Work instruction
Everything from the line containing "Please put a marker on the green tree" through the end of the entries should be output exactly; nothing before it is wanted.
● ● ●
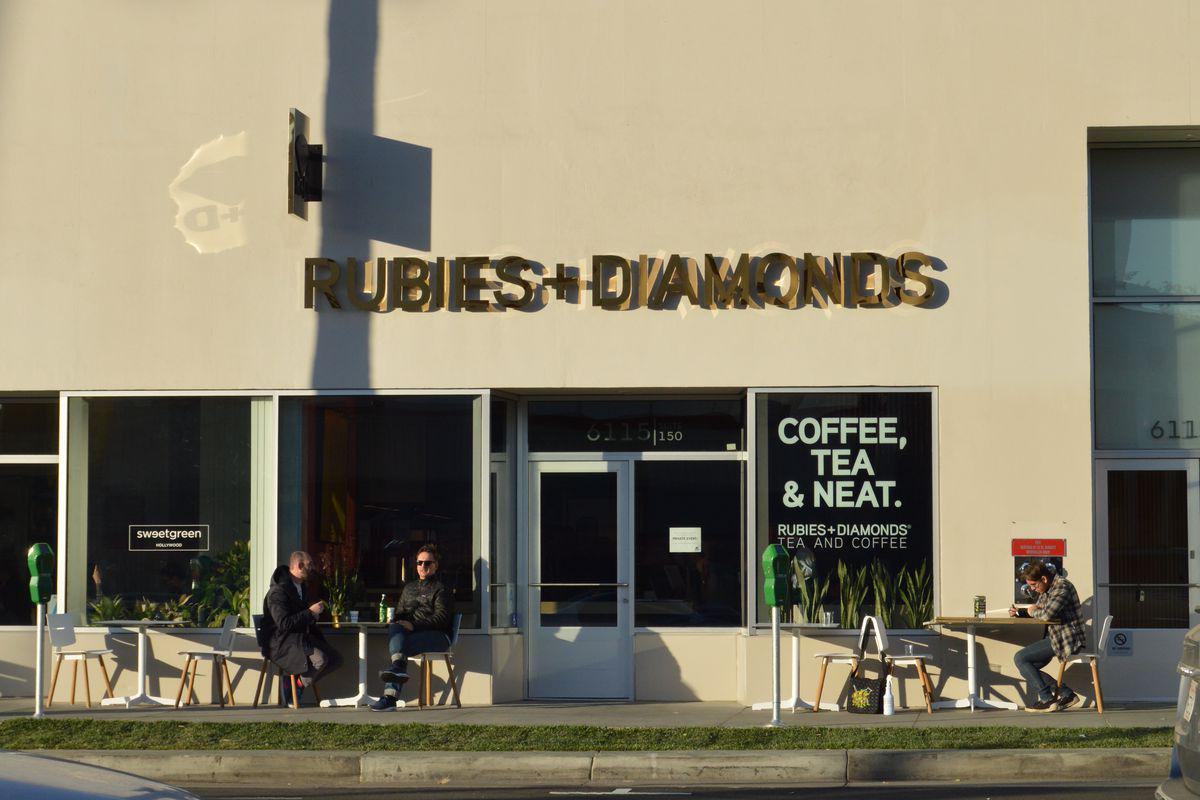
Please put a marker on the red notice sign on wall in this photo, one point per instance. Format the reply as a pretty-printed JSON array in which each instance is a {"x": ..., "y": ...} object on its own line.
[{"x": 1039, "y": 547}]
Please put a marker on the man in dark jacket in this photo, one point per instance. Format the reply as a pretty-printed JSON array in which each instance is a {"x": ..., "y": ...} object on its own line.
[
  {"x": 423, "y": 625},
  {"x": 289, "y": 623}
]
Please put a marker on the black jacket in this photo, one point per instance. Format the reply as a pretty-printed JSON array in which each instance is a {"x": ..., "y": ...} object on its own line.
[
  {"x": 426, "y": 605},
  {"x": 288, "y": 626}
]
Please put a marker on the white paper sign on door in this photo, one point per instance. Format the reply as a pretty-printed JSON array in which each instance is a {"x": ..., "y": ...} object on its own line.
[{"x": 684, "y": 540}]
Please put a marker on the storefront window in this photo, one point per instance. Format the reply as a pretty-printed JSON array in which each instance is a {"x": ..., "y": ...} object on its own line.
[
  {"x": 688, "y": 543},
  {"x": 1147, "y": 392},
  {"x": 29, "y": 426},
  {"x": 503, "y": 553},
  {"x": 28, "y": 513},
  {"x": 845, "y": 485},
  {"x": 366, "y": 481},
  {"x": 1145, "y": 221},
  {"x": 161, "y": 505}
]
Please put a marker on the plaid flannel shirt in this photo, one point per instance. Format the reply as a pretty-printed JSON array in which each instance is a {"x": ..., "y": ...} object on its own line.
[{"x": 1061, "y": 602}]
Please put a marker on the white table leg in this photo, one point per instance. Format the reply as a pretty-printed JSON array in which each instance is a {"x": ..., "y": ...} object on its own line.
[
  {"x": 795, "y": 702},
  {"x": 363, "y": 698},
  {"x": 143, "y": 697},
  {"x": 973, "y": 701}
]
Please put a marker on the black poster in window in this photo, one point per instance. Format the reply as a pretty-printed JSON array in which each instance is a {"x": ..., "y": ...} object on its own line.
[{"x": 849, "y": 476}]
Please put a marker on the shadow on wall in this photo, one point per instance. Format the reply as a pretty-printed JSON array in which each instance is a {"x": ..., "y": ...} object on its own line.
[
  {"x": 654, "y": 659},
  {"x": 376, "y": 190}
]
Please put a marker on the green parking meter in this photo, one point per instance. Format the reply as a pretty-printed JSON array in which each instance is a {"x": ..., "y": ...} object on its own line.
[
  {"x": 41, "y": 585},
  {"x": 777, "y": 576},
  {"x": 41, "y": 572}
]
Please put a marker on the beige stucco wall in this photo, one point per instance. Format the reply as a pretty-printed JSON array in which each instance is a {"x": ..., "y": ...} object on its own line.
[
  {"x": 685, "y": 666},
  {"x": 557, "y": 131}
]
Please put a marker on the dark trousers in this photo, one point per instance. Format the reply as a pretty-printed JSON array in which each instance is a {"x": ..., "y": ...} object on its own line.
[
  {"x": 1030, "y": 661},
  {"x": 402, "y": 644}
]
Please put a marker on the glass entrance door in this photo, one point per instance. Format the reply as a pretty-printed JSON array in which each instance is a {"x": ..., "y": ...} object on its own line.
[
  {"x": 580, "y": 621},
  {"x": 1147, "y": 572}
]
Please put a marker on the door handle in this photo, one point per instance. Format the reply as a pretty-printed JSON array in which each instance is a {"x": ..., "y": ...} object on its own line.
[{"x": 581, "y": 585}]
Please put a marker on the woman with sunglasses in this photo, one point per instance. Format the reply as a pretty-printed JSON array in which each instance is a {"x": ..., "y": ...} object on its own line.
[{"x": 421, "y": 625}]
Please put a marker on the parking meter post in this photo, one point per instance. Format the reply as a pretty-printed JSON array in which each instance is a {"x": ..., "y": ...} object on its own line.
[
  {"x": 777, "y": 591},
  {"x": 39, "y": 677},
  {"x": 40, "y": 560},
  {"x": 774, "y": 668}
]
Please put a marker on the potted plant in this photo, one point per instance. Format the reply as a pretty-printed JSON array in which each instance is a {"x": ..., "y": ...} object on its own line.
[{"x": 341, "y": 578}]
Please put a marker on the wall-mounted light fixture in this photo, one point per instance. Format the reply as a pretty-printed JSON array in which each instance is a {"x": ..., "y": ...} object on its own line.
[{"x": 305, "y": 166}]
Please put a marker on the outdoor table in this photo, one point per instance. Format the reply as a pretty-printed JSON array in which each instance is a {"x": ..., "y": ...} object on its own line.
[
  {"x": 970, "y": 624},
  {"x": 361, "y": 698},
  {"x": 143, "y": 697},
  {"x": 795, "y": 702}
]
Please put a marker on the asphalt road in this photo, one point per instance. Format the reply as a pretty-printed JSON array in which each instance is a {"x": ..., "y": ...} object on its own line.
[{"x": 856, "y": 792}]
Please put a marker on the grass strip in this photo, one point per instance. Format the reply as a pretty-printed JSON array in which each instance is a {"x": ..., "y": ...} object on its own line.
[{"x": 103, "y": 734}]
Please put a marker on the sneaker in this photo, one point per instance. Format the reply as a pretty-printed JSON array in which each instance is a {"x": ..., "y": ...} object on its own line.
[
  {"x": 394, "y": 675},
  {"x": 1063, "y": 704},
  {"x": 385, "y": 703},
  {"x": 286, "y": 692}
]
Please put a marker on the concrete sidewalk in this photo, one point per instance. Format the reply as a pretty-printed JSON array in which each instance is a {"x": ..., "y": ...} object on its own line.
[
  {"x": 816, "y": 768},
  {"x": 312, "y": 769},
  {"x": 623, "y": 715}
]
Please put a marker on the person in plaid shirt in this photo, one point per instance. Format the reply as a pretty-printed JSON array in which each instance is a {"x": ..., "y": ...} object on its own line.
[{"x": 1059, "y": 601}]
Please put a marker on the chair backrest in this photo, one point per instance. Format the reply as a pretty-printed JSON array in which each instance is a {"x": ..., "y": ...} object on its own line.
[
  {"x": 880, "y": 635},
  {"x": 61, "y": 630},
  {"x": 226, "y": 641},
  {"x": 1102, "y": 641}
]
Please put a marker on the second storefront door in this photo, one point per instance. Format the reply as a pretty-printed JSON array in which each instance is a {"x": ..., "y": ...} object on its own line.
[
  {"x": 1147, "y": 571},
  {"x": 580, "y": 620}
]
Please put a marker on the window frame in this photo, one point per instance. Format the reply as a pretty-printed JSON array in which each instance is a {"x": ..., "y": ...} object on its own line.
[
  {"x": 23, "y": 459},
  {"x": 265, "y": 542}
]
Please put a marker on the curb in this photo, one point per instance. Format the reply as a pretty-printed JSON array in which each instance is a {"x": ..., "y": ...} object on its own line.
[{"x": 705, "y": 767}]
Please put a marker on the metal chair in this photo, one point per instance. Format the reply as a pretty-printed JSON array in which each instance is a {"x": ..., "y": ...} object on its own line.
[
  {"x": 1091, "y": 659},
  {"x": 843, "y": 657},
  {"x": 63, "y": 636},
  {"x": 425, "y": 695},
  {"x": 219, "y": 656},
  {"x": 917, "y": 660},
  {"x": 261, "y": 638}
]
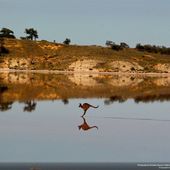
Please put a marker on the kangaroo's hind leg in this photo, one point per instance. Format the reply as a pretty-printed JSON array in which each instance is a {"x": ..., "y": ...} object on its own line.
[{"x": 84, "y": 113}]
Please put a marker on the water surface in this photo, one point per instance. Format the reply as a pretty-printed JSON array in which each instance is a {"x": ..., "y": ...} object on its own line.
[{"x": 51, "y": 130}]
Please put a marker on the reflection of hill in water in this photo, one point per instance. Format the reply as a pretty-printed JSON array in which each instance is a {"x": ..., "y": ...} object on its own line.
[{"x": 36, "y": 86}]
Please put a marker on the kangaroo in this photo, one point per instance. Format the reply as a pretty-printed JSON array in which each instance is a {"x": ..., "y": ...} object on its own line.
[
  {"x": 85, "y": 126},
  {"x": 86, "y": 106}
]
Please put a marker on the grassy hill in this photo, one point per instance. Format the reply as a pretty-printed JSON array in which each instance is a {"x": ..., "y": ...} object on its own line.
[{"x": 44, "y": 55}]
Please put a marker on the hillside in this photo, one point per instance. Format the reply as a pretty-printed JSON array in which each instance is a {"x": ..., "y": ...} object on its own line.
[{"x": 44, "y": 55}]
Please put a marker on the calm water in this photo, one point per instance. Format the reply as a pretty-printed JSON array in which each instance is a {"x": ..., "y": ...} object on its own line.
[
  {"x": 40, "y": 120},
  {"x": 127, "y": 132}
]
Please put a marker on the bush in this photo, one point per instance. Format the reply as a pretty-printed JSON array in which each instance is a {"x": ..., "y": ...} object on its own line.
[
  {"x": 153, "y": 48},
  {"x": 67, "y": 41}
]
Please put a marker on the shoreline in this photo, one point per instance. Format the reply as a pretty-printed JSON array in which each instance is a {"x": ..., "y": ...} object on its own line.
[{"x": 87, "y": 72}]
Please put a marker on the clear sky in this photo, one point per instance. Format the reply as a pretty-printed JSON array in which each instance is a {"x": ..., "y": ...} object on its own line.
[{"x": 90, "y": 21}]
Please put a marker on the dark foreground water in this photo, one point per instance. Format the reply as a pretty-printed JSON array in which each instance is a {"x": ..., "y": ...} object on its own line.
[
  {"x": 84, "y": 166},
  {"x": 54, "y": 131}
]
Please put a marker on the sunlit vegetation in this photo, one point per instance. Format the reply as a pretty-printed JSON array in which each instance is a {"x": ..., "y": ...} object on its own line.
[
  {"x": 6, "y": 33},
  {"x": 153, "y": 49},
  {"x": 3, "y": 49},
  {"x": 67, "y": 41},
  {"x": 31, "y": 34},
  {"x": 115, "y": 46}
]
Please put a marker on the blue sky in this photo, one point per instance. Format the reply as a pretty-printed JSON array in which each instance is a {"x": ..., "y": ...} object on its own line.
[{"x": 90, "y": 21}]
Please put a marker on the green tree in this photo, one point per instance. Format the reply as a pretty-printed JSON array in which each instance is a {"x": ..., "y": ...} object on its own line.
[
  {"x": 32, "y": 33},
  {"x": 6, "y": 32},
  {"x": 67, "y": 41}
]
● ● ●
Answer for the task
Please put a marker on the green tree in this photo, one point per instance. Format the reply as a pretty-printed JSON array in which each instance is a {"x": ..., "y": ...} object on its own line.
[
  {"x": 32, "y": 33},
  {"x": 6, "y": 32},
  {"x": 67, "y": 41}
]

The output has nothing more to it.